The Beautiful Medusa

Writing is a many-headed adventure. It surrounds us (and only occasionally a seductress turning her admirers into stone):

  • Idea pitching to drive product sales and brand growth
  • Novel plots twisting unforgettable characters on screens large and small
  • Voices for the voiceless
  • Hallmark manufactured moments
  • Soul stirring speeches celebrating the tenets of the most successful and free republic in the world as well as empty dogma amounting to nothing but noise
  • Angry, unrighteous indignation of the dispossessed
  • Gut-busting, soda-through-the-nose laughs
  • Words spotlighting the injustices mankind visits upon itself and the inequalities still alive in our modern day.

For a fortunate few, writing is both passion and occupation. I am just one of the passionate, but that’s ok. Most of us are which in no way diminishes its value.

Writing as Therapy

One of the many gifts writing provides its practitioners is peace of mind. An alternative to Dr. Feelgood or Dr. Phil, writing is cheap therapy.

Whether for an audience of one or one world, writing delivers thought clarity, and when needed, a psychological catharsis on the emotional seesaw where we can regain balance.

★ ★ ★

● **Assigned task 1**:
Answer these questions from the essay on writing:
(a) For a fortunate few, what two things is writing said to be?
(b) Under "Writing as Therapy," what gift does writing provide its practitioners?
(c) Which two doctors is writing named as an alternative to?
● **Assigned task 2**:
Transcribe the essay on writing from "Whether for an" to "can regain balance.".
● **Assigned task 3**:
Go on with the essay on writing, starting after its last sentence.
The rows that follow have nothing to do with the essay on writing.

★ ★ ★

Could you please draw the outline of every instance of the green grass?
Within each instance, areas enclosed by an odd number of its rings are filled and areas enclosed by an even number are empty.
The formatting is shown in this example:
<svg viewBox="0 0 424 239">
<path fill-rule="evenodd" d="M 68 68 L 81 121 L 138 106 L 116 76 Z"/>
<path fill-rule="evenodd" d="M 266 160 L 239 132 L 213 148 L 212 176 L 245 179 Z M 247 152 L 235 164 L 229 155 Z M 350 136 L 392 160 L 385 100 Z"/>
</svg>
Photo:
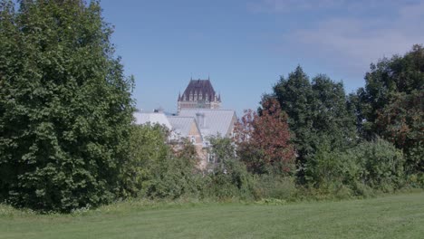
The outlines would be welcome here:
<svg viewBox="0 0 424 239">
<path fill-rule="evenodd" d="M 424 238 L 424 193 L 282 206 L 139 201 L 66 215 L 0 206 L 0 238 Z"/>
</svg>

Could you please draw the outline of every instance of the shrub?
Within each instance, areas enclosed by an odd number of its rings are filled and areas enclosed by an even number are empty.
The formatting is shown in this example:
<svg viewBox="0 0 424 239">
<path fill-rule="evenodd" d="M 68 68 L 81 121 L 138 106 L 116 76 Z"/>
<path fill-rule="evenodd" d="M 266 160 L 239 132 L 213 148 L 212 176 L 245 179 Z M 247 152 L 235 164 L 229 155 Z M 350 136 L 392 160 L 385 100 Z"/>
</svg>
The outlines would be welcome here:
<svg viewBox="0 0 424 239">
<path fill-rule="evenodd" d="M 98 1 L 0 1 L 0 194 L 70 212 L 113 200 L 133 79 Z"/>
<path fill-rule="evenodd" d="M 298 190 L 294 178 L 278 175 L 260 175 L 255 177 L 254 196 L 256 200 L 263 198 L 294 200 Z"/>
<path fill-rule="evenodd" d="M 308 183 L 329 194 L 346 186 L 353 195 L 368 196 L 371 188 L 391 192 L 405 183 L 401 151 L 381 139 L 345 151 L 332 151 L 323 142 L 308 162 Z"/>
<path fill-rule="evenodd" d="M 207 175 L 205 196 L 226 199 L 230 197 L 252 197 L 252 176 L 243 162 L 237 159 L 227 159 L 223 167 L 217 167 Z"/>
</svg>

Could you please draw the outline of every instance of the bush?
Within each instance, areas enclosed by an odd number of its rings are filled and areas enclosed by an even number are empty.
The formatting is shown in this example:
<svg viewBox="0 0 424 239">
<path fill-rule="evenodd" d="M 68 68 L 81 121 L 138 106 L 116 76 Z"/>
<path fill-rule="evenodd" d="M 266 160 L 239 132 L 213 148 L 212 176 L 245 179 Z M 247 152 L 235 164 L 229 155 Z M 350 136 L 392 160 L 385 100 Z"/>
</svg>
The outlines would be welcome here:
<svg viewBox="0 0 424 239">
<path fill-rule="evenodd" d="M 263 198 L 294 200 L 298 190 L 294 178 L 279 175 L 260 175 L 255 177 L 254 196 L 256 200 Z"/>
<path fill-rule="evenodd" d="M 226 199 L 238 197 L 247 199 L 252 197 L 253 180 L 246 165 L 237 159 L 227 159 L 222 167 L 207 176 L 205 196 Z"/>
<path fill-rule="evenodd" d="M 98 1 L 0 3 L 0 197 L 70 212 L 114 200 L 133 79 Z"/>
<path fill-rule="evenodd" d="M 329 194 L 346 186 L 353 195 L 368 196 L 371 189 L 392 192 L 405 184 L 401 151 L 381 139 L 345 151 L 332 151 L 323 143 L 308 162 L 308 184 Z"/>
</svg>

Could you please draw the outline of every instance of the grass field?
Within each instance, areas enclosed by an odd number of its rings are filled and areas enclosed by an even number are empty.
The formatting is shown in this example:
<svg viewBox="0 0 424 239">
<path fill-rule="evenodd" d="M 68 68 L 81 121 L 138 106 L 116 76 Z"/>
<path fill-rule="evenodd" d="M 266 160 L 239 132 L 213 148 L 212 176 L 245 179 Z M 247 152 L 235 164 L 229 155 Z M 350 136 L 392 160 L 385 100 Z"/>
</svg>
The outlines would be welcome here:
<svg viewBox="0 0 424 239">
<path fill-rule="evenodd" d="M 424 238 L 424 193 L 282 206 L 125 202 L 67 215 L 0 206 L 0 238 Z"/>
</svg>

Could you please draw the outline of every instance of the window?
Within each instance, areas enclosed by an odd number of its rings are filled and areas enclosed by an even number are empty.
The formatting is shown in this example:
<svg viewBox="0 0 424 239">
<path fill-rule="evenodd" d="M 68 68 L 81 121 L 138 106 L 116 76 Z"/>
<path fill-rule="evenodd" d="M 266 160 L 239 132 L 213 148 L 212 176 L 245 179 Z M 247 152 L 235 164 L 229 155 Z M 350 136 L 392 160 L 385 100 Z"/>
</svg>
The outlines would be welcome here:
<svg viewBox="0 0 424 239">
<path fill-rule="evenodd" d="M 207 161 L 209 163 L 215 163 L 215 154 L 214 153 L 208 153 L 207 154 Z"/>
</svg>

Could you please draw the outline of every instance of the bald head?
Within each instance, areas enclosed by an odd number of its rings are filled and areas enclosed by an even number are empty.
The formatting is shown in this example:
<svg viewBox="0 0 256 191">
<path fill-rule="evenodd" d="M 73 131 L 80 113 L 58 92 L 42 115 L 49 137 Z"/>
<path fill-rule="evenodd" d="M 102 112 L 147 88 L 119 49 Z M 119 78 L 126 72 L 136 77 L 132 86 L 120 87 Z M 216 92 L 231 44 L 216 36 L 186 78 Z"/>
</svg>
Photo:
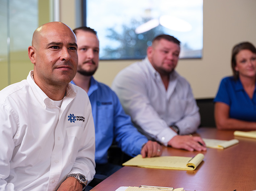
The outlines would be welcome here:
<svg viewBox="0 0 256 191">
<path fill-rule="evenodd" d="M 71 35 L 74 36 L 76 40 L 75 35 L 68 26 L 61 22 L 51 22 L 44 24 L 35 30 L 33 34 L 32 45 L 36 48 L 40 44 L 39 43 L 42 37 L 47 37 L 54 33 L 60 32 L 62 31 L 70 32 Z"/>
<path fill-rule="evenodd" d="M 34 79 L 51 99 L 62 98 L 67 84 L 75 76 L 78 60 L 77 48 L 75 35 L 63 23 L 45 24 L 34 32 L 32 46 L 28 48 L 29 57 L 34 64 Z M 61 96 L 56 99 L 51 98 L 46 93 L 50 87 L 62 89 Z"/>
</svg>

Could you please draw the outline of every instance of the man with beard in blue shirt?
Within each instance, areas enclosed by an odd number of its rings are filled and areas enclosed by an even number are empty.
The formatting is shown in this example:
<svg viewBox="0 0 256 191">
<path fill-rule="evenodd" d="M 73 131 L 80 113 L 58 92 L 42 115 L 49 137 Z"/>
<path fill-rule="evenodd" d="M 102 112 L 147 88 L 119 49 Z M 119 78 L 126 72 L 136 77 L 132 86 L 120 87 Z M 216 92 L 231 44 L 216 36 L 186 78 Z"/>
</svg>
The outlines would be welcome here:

★ ★ ★

● **Task output 1**:
(a) Both passion and occupation.
(b) Peace of mind.
(c) Dr. Feelgood and Dr. Phil.

● **Task output 2**:
Whether for an audience of one or one world, writing delivers thought clarity, and when needed, a psychological catharsis on the emotional seesaw where we can regain balance.

● **Task output 3**:
The words and phrases don’t need to be eloquent, they just need to be yours.

Words Matter:  What’s Your Matter?

How have you used writing? How often do you write? Do you keep separate notebooks or blogs for a personal journal vs. any professional activity? How has writing impacted your life?

While not always the case, below is an example of how I’ve used writing as a personal outlet.

This piece was written during the passing of my stepfather at the young age of 57 in 2004 due to Small Cell Lung Cancer resulting from exposure to Agent Orange laid down during his tours in Vietnam.

I’m hesitant to call it a poem because I’m not a poet. It’s simply a real-time recounting of the passing of a significant person, a family member and mentor…of shared struggles but in opposing facets.

Equal parts coping and catharsis, this honors a patriot who loved his family, his faith, and the smallest of moments where life happens.

Coda: An Elegy

As you lie dying, you said,
“Let the Lord lead” and
Showed no fear
In the face of the
Malignancy devouring
The breath within you.

As some prayed, I wrestled with God,
Searching for justice
In the sentence you’d been given.

Others talked of Jesus
And salvation
— A triumph over death.

To me, it seemed
A narcotic chased with sand
To numb the pain
Of the finality in which
All will cease to exist.

God’s faithful servant, is this fair?

I prayed and trusted once
With all a boy’s sincerity
And innocence,
Fearing that my plea would be
Met with silence,
Angered by the helplessness
That drove me to my knees,
Sickly knowing they’d not return.

What time and industry hid
Was only resurrected
With a vengeance as I saw
The pain racking your body,
Nothing slowing the contagion’s course,
The venom winding its way
To still the beating of your heart.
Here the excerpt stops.